Directions:
[1] In the Vogeler passage, reproduce the section starting at "Wallinger, the British" and ending at "in their guilt.", swapping "newspaper" for "daily".
[2] According to the Vogeler passage, why did U.S. and British efforts to free Vogeler and Sanders strengthen Hungarian belief in their guilt? Answer in one to three sentences.
[3] List each specific subject named in the Vogeler passage on which the Pond received regular reports from the agent known as "M Anthony."

This assistance also extended to Hungarian nationals. Two days after Vogeler's arrest, U.S. Minister Davis informed Secretary of State Dean Acheson that “we have some indications Vogeler was seeking information for another agency and may be involved in attempt [to help] Hungarian family escape country.”93 During this same period (from February 1949 to January 1951), the Pond was receiving regular reports from an agent known only as “M Anthony” regarding Soviet troop locations and movements in Hungary, the location of radio relay stations, the location of Hungarian military units and installations, the actions of Communist-inspired “partisan associations,” maps of airfields in Hungary, and other kinds of intelligence provided by “usually reliable” Hungarian sources, including Hungarian military officers.94

A few months later, Davis again expressed doubts about Vogeler's innocence, questioning whether any official U.S. agency was implicated in the Vogeler case “beyond what we presently know.”95 Davis recalled his earlier fears that the Hungarians “may really have something on Vogeler.”96 Davis knew that Vogeler had “some connection with intelligence activities during the war” and that he had some “rather unconventional” contacts in Vienna.97 Davis points out that intelligence officers in Vienna were displaying considerable interest in his case. He believed Vogeler to be both competent professionally and in a position to do “a little snooping: which may be of considerable interest” to the U.S. military.98 Having received flat assurances that Vogeler was not acting for any U.S. agency, Davis wrote,

I went to bat on that basis. … However, the suspicion in my mind has never completely been allayed. I have the feeling that my own attachés are not completely frank with me and it follows that certain people in Washington and Vienna may not have been completely frank.99

These dormant suspicions were reawakened by Rakósi's evident confidence that “he has the goods on Vogeler which even I will recognize.” Davis continued,

If these suspicions prove correct, and they show that he was acting from some of our people (perhaps on a voluntary basis or only freewheeling) after our insistence that he was not, it is going to be acutely embarrassing for us. I am frankly worried about it.100

Wallinger, the British envoy to Hungary, noted, “I have long taken the view that the American requests for the release of Vogeler were misguided and it seems to me that this Hungarian Note [regarding the case] takes considerable advantage of the polemical opportunities which this American action has provided.”101 As an example, Wallinger cited an article in the MDP's main newspaper, Szabad nép, concerning the “apparent eagerness” of the United States to get Vogeler out and to prevent a trial. According to the article, the U.S. anxiety justified the conclusion Hungarian authorities had drawn that Vogeler must be an important man. “Can it be surprising if we are of the opinion that we have made a good catch?”102 Thus, paradoxically, U.S. and British efforts to secure the release of Vogeler and Sanders reinforced the Hungarians’ belief in their guilt.

Data provided:
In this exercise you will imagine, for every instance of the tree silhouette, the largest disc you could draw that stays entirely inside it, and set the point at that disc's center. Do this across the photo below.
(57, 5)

Task answers:
[1]
Wallinger, the British envoy to Hungary, noted, “I have long taken the view that the American requests for the release of Vogeler were misguided and it seems to me that this Hungarian Note [regarding the case] takes considerable advantage of the polemical opportunities which this American action has provided.”101 As an example, Wallinger cited an article in the MDP's main daily, Szabad nép, concerning the “apparent eagerness” of the United States to get Vogeler out and to prevent a trial. According to the article, the U.S. anxiety justified the conclusion Hungarian authorities had drawn that Vogeler must be an important man. “Can it be surprising if we are of the opinion that we have made a good catch?”102 Thus, paradoxically, U.S. and British efforts to secure the release of Vogeler and Sanders reinforced the Hungarians’ belief in their guilt.

[2] The apparent eagerness of the United States to get Vogeler out and prevent a trial was read in Szabad nép as a sign of anxiety. Hungarian authorities took that anxiety to mean Vogeler must be an important man, which justified their view that they had made "a good catch."

[3]
- Soviet troop locations and movements in Hungary
- The location of radio relay stations
- The location of Hungarian military units and installations
- The actions of Communist-inspired "partisan associations"
- Maps of airfields in Hungary